══ DATA EXTRACT ══

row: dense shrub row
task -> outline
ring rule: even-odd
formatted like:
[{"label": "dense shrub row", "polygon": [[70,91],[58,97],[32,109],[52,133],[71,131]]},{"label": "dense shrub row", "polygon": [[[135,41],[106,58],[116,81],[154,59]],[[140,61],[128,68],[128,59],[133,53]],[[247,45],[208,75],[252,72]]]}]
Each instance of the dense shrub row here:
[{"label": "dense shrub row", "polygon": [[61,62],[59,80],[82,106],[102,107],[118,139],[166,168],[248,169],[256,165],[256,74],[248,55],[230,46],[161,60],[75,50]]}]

═══

INSTRUCTION ::
Can you repeat all of the data above, line for line, without changing a single character?

SOLUTION FOR THIS PROBLEM ::
row: dense shrub row
task -> outline
ring rule: even-odd
formatted like:
[{"label": "dense shrub row", "polygon": [[70,91],[58,97],[32,109],[52,133],[71,131]]},{"label": "dense shrub row", "polygon": [[[135,41],[106,58],[116,81],[154,59]],[[140,61],[128,68],[128,59],[133,53]],[[247,45],[208,75],[252,72]]]}]
Each instance of the dense shrub row here:
[{"label": "dense shrub row", "polygon": [[61,62],[59,80],[82,106],[102,107],[118,139],[166,168],[248,169],[256,165],[256,74],[248,55],[230,46],[161,60],[75,50]]}]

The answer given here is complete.